Image-backed grounding data:
+--

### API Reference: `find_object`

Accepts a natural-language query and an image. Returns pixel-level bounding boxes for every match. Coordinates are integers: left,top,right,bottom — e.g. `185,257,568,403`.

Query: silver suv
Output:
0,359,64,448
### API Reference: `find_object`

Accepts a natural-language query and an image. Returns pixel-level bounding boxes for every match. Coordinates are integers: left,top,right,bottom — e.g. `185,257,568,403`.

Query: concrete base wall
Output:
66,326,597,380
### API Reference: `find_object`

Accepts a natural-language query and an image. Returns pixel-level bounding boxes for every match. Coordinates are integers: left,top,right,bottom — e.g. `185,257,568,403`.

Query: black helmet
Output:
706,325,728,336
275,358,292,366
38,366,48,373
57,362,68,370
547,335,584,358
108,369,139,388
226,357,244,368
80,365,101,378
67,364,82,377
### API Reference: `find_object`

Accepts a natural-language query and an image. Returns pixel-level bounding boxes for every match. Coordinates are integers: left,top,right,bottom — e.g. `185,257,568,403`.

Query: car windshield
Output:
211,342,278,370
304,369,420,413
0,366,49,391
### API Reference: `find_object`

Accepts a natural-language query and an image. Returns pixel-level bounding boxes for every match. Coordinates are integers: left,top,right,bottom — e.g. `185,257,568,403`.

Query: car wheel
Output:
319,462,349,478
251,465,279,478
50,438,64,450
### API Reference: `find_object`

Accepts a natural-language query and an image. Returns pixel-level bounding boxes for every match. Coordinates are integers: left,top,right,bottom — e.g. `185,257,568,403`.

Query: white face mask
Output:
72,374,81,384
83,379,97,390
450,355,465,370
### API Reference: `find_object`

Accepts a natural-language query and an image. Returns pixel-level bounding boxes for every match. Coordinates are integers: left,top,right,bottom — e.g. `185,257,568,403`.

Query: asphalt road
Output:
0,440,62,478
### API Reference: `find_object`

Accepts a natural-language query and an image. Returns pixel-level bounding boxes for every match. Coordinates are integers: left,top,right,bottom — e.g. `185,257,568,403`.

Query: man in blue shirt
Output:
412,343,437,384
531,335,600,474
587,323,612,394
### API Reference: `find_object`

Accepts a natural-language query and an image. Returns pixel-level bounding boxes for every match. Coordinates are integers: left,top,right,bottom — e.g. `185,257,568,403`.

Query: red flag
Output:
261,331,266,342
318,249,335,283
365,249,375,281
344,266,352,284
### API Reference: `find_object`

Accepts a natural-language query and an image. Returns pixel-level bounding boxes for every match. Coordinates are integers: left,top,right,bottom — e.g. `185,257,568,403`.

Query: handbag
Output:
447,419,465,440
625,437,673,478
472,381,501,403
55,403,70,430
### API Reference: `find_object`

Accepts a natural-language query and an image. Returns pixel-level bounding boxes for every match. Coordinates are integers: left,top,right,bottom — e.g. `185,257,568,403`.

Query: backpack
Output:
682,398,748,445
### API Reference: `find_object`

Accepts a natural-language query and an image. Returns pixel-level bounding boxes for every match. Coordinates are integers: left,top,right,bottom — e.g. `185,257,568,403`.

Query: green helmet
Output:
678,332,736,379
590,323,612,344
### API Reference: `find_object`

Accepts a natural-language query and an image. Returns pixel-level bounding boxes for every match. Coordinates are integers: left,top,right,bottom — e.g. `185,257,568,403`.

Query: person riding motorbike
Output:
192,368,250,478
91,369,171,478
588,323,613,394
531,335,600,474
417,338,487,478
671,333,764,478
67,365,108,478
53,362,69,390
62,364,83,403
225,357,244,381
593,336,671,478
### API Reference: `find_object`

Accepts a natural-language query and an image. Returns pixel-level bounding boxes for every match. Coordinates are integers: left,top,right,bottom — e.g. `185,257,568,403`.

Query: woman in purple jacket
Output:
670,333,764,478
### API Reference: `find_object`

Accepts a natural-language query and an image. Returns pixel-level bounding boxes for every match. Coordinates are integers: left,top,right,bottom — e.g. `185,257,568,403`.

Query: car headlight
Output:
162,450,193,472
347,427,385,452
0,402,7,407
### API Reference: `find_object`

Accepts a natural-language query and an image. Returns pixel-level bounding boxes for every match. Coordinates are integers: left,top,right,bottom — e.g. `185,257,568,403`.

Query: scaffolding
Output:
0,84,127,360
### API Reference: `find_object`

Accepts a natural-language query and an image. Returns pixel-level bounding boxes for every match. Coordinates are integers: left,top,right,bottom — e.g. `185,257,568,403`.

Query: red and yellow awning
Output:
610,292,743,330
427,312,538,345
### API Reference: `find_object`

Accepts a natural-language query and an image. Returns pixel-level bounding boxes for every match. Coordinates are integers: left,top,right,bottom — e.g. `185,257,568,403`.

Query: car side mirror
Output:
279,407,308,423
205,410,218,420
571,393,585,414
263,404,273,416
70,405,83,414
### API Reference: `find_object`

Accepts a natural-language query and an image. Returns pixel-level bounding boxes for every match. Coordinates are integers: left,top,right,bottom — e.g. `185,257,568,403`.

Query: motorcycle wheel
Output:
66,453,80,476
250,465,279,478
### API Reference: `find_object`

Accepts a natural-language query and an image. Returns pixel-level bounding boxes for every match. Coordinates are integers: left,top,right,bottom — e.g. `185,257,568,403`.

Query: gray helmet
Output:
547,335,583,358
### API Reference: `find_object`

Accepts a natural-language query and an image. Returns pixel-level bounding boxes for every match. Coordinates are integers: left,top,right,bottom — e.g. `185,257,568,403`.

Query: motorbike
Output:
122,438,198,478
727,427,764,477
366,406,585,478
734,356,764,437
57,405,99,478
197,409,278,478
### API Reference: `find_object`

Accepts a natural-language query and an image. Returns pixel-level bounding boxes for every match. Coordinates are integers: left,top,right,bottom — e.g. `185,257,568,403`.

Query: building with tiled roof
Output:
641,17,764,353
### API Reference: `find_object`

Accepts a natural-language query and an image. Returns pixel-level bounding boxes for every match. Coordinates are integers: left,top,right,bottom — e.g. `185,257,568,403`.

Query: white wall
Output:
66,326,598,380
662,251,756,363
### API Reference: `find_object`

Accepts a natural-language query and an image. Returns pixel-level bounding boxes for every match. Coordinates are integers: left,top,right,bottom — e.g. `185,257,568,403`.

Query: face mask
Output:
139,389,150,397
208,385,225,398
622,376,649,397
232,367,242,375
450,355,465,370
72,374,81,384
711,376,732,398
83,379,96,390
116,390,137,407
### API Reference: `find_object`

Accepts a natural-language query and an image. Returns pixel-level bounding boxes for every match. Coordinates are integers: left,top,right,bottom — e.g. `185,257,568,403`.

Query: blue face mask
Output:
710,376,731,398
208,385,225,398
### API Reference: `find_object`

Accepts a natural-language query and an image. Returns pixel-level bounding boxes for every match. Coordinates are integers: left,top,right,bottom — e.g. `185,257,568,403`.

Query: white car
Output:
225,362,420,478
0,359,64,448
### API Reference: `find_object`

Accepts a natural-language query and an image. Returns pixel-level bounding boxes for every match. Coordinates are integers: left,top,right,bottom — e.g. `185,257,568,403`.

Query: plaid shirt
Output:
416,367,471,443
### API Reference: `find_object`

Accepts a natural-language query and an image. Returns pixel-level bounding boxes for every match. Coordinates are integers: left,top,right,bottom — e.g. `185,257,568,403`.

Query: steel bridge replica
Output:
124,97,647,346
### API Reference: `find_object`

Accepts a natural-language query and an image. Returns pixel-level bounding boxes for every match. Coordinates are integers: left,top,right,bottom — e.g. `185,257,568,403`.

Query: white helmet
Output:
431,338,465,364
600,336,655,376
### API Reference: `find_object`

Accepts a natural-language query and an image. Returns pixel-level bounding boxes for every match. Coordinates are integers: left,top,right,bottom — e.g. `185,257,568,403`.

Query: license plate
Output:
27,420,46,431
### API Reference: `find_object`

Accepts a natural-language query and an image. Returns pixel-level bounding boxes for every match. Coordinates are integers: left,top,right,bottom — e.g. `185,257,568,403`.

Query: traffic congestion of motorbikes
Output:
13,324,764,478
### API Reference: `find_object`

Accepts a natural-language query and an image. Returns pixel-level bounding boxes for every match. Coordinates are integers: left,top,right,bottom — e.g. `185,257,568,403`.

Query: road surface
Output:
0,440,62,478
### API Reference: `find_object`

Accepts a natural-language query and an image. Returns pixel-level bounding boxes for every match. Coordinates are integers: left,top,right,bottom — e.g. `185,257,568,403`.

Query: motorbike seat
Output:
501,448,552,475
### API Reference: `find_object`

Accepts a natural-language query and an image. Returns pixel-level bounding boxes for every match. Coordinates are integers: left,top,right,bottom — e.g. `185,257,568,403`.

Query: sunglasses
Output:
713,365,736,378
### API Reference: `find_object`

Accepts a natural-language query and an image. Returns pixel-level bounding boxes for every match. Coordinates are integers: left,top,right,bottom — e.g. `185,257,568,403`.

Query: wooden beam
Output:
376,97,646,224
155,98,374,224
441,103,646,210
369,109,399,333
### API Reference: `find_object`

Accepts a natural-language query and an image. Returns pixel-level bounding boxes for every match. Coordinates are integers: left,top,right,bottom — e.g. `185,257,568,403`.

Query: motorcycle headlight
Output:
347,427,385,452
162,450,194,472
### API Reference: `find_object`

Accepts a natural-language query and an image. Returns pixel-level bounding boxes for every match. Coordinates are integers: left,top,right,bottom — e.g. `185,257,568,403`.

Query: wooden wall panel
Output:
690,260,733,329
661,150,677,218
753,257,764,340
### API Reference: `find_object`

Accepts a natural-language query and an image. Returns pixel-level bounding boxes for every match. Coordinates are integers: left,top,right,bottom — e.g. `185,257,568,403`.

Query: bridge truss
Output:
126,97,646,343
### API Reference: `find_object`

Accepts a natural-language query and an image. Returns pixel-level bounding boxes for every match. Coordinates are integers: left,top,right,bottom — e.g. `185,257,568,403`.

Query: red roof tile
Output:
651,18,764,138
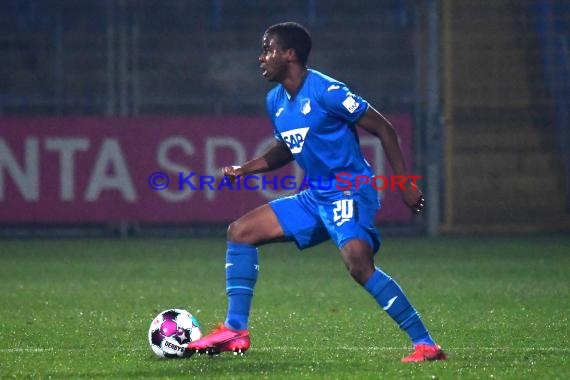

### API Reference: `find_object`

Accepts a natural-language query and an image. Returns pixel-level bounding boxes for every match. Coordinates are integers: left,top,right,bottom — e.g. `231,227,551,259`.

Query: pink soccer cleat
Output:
401,344,447,363
187,323,250,356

+--

For every line above that includes the word "mask", return the line.

- _TASK ANSWER_:
Query: white face mask
Query: face mask
Query: blue face mask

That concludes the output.